Avec cette base psychique, le sujet est démuni lorsqu’il est soumis au contact d’un discours dévastateur et invasif comme celui des sectes religieuses, et dans ce cas précis, le djihadisme. Cette structuration discursive se présente comme porteuse d’une vérité non questionnable : au nom de cette vérité, on se permet toutes sortes d’actions sans médiation aucune. D’autre part, dans ce type d’organisation, la personne est soumise aux ordres de celui qui mène le groupe, suivant la logique du maître et de l’esclave. Ce serait, selon nous, la conjonction de ces deux facteurs que le djihadisme a attiré d’une manière très forte ces deux  frères : à cause de celui qui leur a parlé (8), et du discours qu’on leur a tenu. Ce dernier, non seulement leur garantissait une place dans l’organisation, en leur donnant une fonction définie, et en même temps leur permettait d’y gagner une haute reconnaissance, même si le prix à payer était de donner sa vie, « mourir en martyr » (9) en faisant la guerre sainte. D’où les mots justifiant cet acte atroce: « On a vengé le prophète Mahomet ».

Le parcours des frères Kouachi montre que s’ils ont réussi à trouver certains éléments de revendication et d’identification importants dans leur vie, comme le rap, les diplômes obtenus, ou certains postes du travail, cela ne leur a malheureusement pas donné le désir de vivre, de construire et de se plonger dans la vie. Que pourrait-on proposer de plus ou de différent à des jeunes dans le même état de vulnérabilité émotionnelle que ces deux frères ? Comment éviter qu’un discours intégriste n’enflamme leur esprit et les incite à la haine et à la destruction de ce qui porte la différence? Que pourraient imaginer nos instances socioculturelles et institutionnelles pour que ces jeunes ne se laissent pas attirer par des discours qui mènent vers la mort mais le désir de vivre et de construire une culture commune faite de différences?

(1)  http://www.reporterre.net/L-enfance-miserable-des-freres
(2) Fondation Claude-Pompidou à Treignac. Le chef du service éducatif, Patrick Fournier, les a décrits comme des ««gamins inoffensifs», et "parfaitement intégrés ». Les frères Kouachi : Des «gamins inoffensifs» qui ont passé six ans en Corrèze. Par Eugénie Bastié. Mis à jour le 21/01/2015. Le Figaro.fr
(3)Diffusé en 2005, sur France 3. (http://video.lefigaro.fr/figaro/video/cherif-kouachi-faisait-deja-parler-de-lui-en-2005/3976815383001/ )
(4) Selon l’éducateur : « Il a pris du recul. Il s’est aperçu que pendant cette période il avait changé, chose dont il ne s’était pas encore aperçu avant. Il s’est aperçu qu’il avait été roulé dans la farine et avait été embrigadé dans quelque chose qu’il n’a pas pu maitriser».

Consigne:
D'après le texte de l'exercice, pourquoi le djihadisme a-t-il attiré si fortement les deux frères ? Répondez en une à trois phrases.

Données enregistrées:
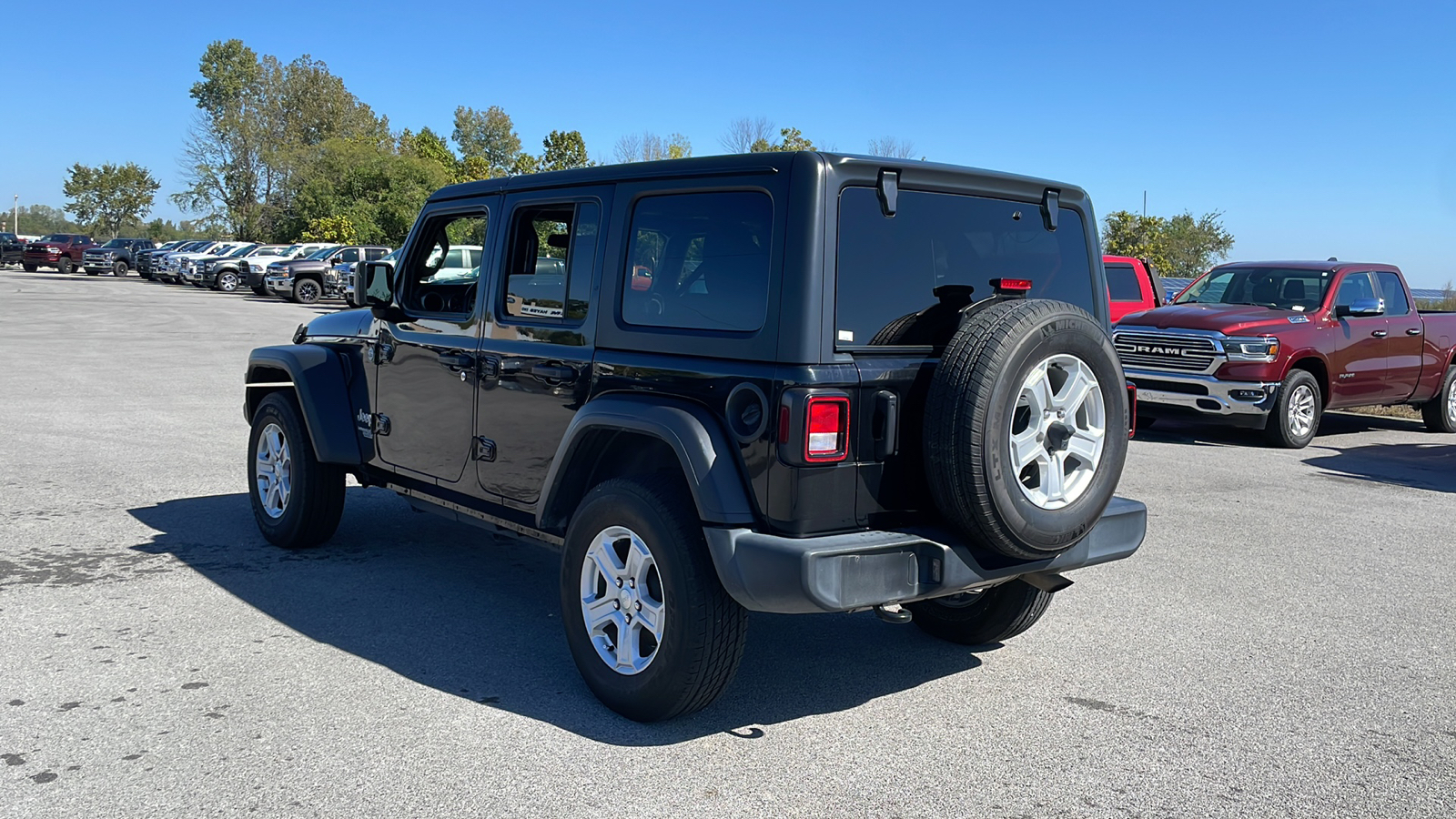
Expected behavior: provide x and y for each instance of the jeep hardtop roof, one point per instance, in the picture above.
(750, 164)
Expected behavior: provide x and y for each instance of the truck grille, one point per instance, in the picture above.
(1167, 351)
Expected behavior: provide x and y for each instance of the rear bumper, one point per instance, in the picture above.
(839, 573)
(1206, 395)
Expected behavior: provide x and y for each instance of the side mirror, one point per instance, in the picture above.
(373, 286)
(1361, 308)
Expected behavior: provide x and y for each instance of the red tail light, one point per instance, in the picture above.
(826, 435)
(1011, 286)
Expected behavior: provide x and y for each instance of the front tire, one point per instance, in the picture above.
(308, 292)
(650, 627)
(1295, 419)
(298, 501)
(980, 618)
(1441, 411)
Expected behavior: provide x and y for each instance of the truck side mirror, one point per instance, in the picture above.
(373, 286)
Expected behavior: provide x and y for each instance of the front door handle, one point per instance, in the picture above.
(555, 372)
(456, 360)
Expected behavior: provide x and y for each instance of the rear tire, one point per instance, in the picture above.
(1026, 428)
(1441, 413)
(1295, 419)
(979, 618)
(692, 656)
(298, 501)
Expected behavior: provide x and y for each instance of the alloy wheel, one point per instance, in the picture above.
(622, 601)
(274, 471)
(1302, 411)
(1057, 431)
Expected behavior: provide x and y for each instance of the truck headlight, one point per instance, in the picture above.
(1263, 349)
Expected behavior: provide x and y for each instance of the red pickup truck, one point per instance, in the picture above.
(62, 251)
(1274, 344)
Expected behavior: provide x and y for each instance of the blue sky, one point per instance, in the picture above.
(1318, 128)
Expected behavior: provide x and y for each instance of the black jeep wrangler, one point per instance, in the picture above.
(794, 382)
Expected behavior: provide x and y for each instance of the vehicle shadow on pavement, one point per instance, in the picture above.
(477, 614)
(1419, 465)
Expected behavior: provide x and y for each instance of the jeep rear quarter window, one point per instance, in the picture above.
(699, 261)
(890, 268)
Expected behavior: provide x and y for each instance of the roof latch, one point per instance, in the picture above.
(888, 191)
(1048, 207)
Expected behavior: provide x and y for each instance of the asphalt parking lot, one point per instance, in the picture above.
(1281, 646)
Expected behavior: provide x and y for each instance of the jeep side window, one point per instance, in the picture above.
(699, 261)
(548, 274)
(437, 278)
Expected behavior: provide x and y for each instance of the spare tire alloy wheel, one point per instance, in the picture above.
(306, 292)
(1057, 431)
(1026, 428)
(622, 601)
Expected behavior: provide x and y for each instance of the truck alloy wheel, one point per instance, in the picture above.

Réponse attendue:
Le texte attribue cette attirance à la conjonction de deux facteurs : la personne qui leur a parlé et le discours qu'on leur a tenu. Ce discours leur garantissait une place dans l'organisation, avec une fonction définie, et leur permettait d'y gagner une haute reconnaissance, même au prix de leur vie, en mourant « en martyr » dans la guerre sainte.